# Excerpted text:
----

It is not just ISIS nourishing a “lone wolf jihadi” army, either. The joint report suggested Western security services are underestimating Jabhat al-Nusra, also known as the Nusra Front.
“This Al Qaeda affiliate has established an expansive network of partnerships with local opposition groups that have grown either dependent on or fiercely loyal to the organization,” said the report. “Its defeat and destruction must be one of the highest priorities of any strategy to defend the United States and Europe from Al Qaeda attacks.”
The report further warned that the current strategy of pursuing a “diplomatic solution” in Syria was likely to make al-Nusra even stronger, as they rallied support from groups that simply refuse to accept a negotiated settlement that leaves Bashar Assad or his designated successors in power.
Also last week, the Washington Times reported on a chilling propaganda video from ISIS that showed the group “has the machinery in place to attract recruits from the West, mold them into assassins and then dispatch them back to Europe to commit mass murder, such as the carnage in Paris on Nov. 13.”
The video boasts that ISIS has created a production line for manufacturing jihadis, including training camps that appear to be located somewhere in Europe. The Paris attackers are saluted, while British Prime Minister David Cameron and French President Francois Hollande are specifically targeted for assassination. European law enforcement agencies report a high level of chatter between ISIS supporters about launching another massacre along the lines of Paris.
Analysts distilled the message of the video into two core points: the Western world will never know peace as long as it fights the Islamic State, and Muslims living in the West should carry out jihad attacks at every opportunity.
This is consistent with the threat Skule described to American cities, especially those with symbolic value comparable to Paris, such as New York and Washington.
“ISIL is the most prolific threat we have faced,” he declared. “Their call to jihad and their message to kill at every turn is something we have never undertaken or faced, even with core al-Qaida. It would give a terrorist organization no greater benefit than to attack the seat of power in the U.S.”

----

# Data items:
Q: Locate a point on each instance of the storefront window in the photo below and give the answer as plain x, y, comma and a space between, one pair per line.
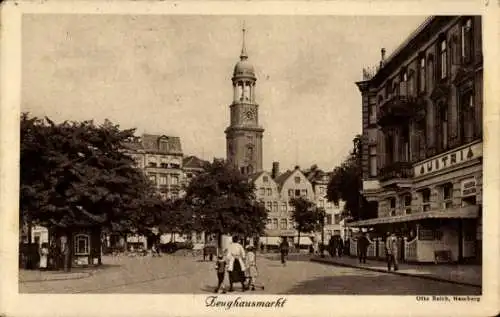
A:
82, 242
447, 192
328, 219
392, 206
426, 199
406, 202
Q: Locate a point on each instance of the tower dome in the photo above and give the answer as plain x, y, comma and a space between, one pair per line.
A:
244, 68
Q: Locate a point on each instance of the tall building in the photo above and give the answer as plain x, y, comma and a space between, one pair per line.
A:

----

# Task goal:
Reproduce word for word the part of the excerpt on terror threats between "Analysts distilled the" and "York and Washington.", inclusive. The data items stand apart from the excerpt on terror threats above them.

# Task result:
Analysts distilled the message of the video into two core points: the Western world will never know peace as long as it fights the Islamic State, and Muslims living in the West should carry out jihad attacks at every opportunity.
This is consistent with the threat Skule described to American cities, especially those with symbolic value comparable to Paris, such as New York and Washington.